Problem statement: Beginning with the line that has "grass visible above.", please write out the remaining lines of the material exactly, the last one included.

Information shown:
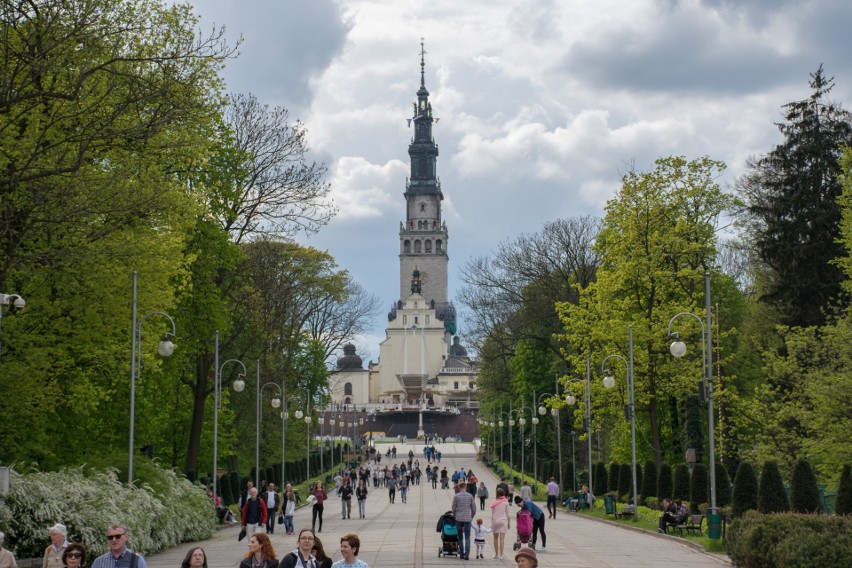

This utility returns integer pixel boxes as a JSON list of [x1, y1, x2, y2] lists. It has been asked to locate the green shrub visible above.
[[732, 462, 759, 518], [657, 462, 673, 500], [837, 464, 852, 516], [690, 463, 708, 514], [635, 462, 643, 498], [790, 458, 821, 514], [607, 463, 620, 496], [0, 464, 216, 558], [726, 511, 852, 568], [673, 463, 690, 501], [640, 459, 657, 503], [594, 462, 608, 495], [618, 463, 631, 500], [715, 462, 732, 509], [645, 496, 660, 510], [758, 461, 789, 514]]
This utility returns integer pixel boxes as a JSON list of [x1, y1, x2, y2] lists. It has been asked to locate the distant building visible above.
[[329, 43, 478, 438]]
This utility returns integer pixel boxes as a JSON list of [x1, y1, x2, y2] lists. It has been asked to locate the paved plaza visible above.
[[146, 443, 730, 568]]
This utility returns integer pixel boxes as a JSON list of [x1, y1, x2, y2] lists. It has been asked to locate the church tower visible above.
[[399, 41, 449, 314]]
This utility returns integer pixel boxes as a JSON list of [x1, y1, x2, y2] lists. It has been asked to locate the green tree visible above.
[[738, 66, 852, 327], [607, 463, 620, 496], [758, 461, 790, 514], [641, 459, 658, 502], [836, 464, 852, 516], [0, 0, 232, 468], [790, 459, 822, 514], [732, 462, 759, 518], [690, 463, 708, 513], [618, 463, 631, 499], [657, 462, 673, 500], [673, 463, 690, 501], [558, 156, 737, 470]]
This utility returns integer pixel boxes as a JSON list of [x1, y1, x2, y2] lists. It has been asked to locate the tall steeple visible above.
[[399, 38, 449, 311]]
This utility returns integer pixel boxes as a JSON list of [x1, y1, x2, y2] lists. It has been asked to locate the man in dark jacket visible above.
[[241, 487, 268, 538]]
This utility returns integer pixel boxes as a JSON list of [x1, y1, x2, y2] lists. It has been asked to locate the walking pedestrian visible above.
[[452, 481, 477, 560], [331, 534, 368, 568], [238, 533, 277, 568], [477, 482, 489, 510], [355, 480, 368, 519], [311, 480, 328, 533], [490, 488, 511, 559], [43, 523, 68, 568], [514, 496, 546, 552], [545, 478, 559, 518], [90, 524, 147, 568]]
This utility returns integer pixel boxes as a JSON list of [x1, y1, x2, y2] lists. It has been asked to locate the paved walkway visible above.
[[146, 443, 730, 568]]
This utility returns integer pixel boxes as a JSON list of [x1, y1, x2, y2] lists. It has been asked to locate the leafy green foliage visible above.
[[726, 511, 852, 568], [732, 462, 759, 518], [790, 459, 821, 514], [758, 461, 790, 514], [657, 462, 673, 501], [558, 156, 737, 467], [836, 464, 852, 516], [608, 463, 620, 497], [673, 463, 690, 501], [690, 463, 708, 514], [618, 463, 631, 500], [738, 66, 852, 327], [0, 464, 215, 558]]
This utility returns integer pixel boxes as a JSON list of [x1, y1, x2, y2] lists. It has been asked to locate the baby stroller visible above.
[[436, 510, 459, 557], [513, 509, 533, 551]]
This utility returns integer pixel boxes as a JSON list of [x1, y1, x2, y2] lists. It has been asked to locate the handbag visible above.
[[238, 527, 247, 541], [277, 513, 284, 525]]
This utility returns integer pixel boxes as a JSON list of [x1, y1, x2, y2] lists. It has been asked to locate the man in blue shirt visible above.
[[514, 496, 547, 552], [90, 524, 146, 568]]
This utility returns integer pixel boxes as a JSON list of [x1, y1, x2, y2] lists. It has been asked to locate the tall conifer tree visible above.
[[739, 66, 852, 327]]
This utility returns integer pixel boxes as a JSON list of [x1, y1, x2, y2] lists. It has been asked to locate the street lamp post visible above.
[[212, 330, 247, 504], [0, 292, 25, 363], [514, 405, 533, 483], [129, 271, 176, 484], [563, 361, 593, 500], [668, 272, 717, 521], [531, 393, 540, 488], [233, 363, 285, 488], [602, 326, 638, 520]]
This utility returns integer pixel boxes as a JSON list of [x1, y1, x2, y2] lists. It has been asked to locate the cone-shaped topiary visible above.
[[594, 462, 608, 495], [715, 462, 732, 509], [732, 462, 759, 517], [641, 459, 657, 502], [657, 462, 673, 500], [673, 463, 690, 501], [690, 463, 709, 513], [836, 464, 852, 516], [758, 460, 789, 514], [635, 462, 643, 498], [618, 463, 632, 499], [608, 463, 620, 495], [790, 458, 822, 513]]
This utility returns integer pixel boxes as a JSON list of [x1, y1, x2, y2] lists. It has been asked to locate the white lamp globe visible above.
[[550, 408, 558, 417], [295, 409, 304, 420], [509, 419, 515, 427], [532, 417, 539, 425], [670, 339, 687, 358], [157, 337, 175, 357], [271, 397, 281, 408], [603, 375, 616, 389], [538, 406, 546, 416], [498, 420, 504, 427], [566, 394, 577, 406], [233, 378, 246, 392]]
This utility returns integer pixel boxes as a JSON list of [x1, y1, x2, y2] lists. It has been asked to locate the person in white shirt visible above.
[[330, 534, 368, 568], [0, 530, 19, 568], [42, 523, 67, 568], [472, 518, 493, 559]]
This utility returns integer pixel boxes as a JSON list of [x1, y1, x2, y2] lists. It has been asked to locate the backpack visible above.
[[516, 509, 533, 537]]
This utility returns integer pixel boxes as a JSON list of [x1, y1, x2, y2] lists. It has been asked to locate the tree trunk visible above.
[[184, 354, 212, 478]]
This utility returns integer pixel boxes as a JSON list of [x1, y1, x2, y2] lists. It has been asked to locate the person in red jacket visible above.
[[241, 487, 268, 538]]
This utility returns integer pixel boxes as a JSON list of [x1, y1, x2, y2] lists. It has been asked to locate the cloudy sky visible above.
[[190, 0, 852, 360]]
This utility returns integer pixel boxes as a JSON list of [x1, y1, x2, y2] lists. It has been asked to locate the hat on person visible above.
[[48, 523, 67, 536], [515, 547, 537, 564]]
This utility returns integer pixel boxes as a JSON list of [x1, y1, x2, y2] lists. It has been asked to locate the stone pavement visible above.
[[146, 442, 730, 568]]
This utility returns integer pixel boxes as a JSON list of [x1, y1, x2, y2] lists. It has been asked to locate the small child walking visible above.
[[473, 518, 493, 559]]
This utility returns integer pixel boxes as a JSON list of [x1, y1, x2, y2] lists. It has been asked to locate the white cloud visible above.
[[328, 157, 407, 220]]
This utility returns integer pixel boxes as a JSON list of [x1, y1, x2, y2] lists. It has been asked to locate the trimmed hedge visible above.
[[732, 462, 759, 518], [726, 511, 852, 567], [657, 462, 673, 501]]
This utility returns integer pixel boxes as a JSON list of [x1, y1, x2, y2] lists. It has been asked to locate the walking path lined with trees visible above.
[[143, 443, 728, 568]]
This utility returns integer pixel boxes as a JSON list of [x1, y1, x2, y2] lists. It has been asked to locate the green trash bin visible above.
[[707, 513, 722, 539]]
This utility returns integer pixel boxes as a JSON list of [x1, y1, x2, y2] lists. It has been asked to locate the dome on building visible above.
[[336, 343, 363, 370], [449, 336, 468, 358]]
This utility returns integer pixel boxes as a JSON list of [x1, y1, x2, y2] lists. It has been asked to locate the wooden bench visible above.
[[675, 514, 704, 536]]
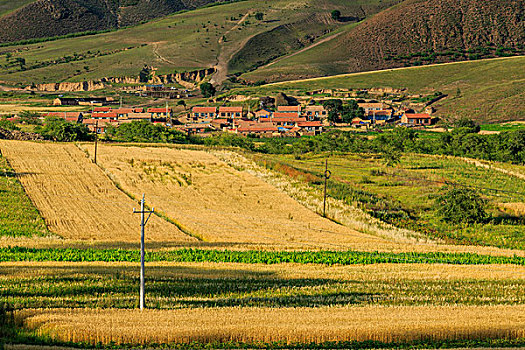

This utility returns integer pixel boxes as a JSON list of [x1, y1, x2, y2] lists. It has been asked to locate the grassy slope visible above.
[[244, 0, 525, 83], [239, 56, 525, 123], [0, 152, 48, 238], [0, 0, 398, 85], [0, 0, 34, 17], [261, 152, 525, 250]]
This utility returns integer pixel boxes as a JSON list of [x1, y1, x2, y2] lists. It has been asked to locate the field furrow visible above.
[[0, 141, 194, 243]]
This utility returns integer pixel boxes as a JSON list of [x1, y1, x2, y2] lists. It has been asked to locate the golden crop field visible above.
[[3, 260, 525, 282], [16, 305, 525, 345], [84, 143, 391, 250], [0, 141, 194, 244]]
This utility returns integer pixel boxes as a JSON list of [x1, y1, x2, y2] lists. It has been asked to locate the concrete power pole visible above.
[[323, 159, 331, 218], [133, 194, 154, 310], [94, 120, 99, 164]]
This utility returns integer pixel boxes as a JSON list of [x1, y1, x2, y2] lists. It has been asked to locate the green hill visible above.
[[236, 56, 525, 123], [0, 0, 226, 44], [0, 0, 399, 86], [0, 0, 35, 17], [243, 0, 525, 83]]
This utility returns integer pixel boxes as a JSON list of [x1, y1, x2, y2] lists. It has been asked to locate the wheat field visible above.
[[0, 140, 194, 243], [17, 305, 525, 345], [3, 260, 525, 281], [83, 143, 390, 250]]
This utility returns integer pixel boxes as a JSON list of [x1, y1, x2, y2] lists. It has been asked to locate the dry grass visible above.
[[83, 143, 389, 250], [16, 305, 525, 345], [2, 261, 525, 281], [500, 203, 525, 216], [0, 140, 194, 243]]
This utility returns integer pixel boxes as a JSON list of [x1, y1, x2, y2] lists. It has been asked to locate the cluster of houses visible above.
[[182, 102, 433, 136], [38, 100, 434, 137], [183, 105, 327, 137], [44, 106, 171, 133]]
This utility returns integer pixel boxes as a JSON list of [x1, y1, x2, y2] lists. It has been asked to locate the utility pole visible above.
[[323, 159, 331, 217], [133, 194, 154, 310], [94, 120, 99, 164]]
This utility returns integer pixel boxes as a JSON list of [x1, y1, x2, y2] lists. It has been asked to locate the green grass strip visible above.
[[1, 247, 523, 265]]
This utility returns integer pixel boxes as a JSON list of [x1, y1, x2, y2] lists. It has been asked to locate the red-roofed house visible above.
[[218, 106, 243, 119], [148, 108, 173, 120], [277, 106, 301, 115], [401, 113, 433, 126], [236, 122, 279, 136], [94, 107, 111, 113], [191, 107, 217, 120], [112, 108, 134, 119], [297, 121, 323, 135]]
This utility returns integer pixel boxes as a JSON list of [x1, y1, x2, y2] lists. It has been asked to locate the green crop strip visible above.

Output below:
This utility returns integer pixel boxes as a JSON list of [x1, y1, x2, y2] lists. It has been asked to locate the dry grass visible above.
[[83, 143, 389, 250], [16, 305, 525, 345], [2, 261, 525, 281], [500, 203, 525, 216], [0, 140, 194, 243]]
This utility returns integer pixel boxes as a JSON list of [x1, y1, x2, y2] lists. It has been asked to locate the cluster of houses visible above.
[[182, 102, 433, 136], [38, 100, 434, 137], [183, 105, 327, 137], [44, 106, 171, 133]]
This utility returns integer pixel boxes as a JSON list of [x1, y1, x2, y2] lists. It has been asked to locate the utility pole visible above.
[[323, 159, 331, 217], [133, 194, 154, 310], [94, 120, 99, 164]]
This utility returns integer pixel boxes as a JSON list of [x1, y1, x2, y2] lists. It has been asked to locate the green grass strip visible above.
[[1, 247, 523, 265]]
This utility returns integer pixel boxes as a JSON list of [x1, y1, x2, y2] lists. It has been asked to locate the red-roofed house visible above.
[[218, 106, 243, 119], [148, 108, 173, 120], [277, 106, 301, 115], [401, 113, 433, 126], [236, 122, 279, 136], [94, 107, 111, 113], [191, 107, 217, 120], [112, 108, 134, 119], [297, 121, 323, 135]]
This utility returns integer pixel boxes as a JSON list of [x1, y1, x2, y2] lists. It has been asked to locate the green crop strip visible above.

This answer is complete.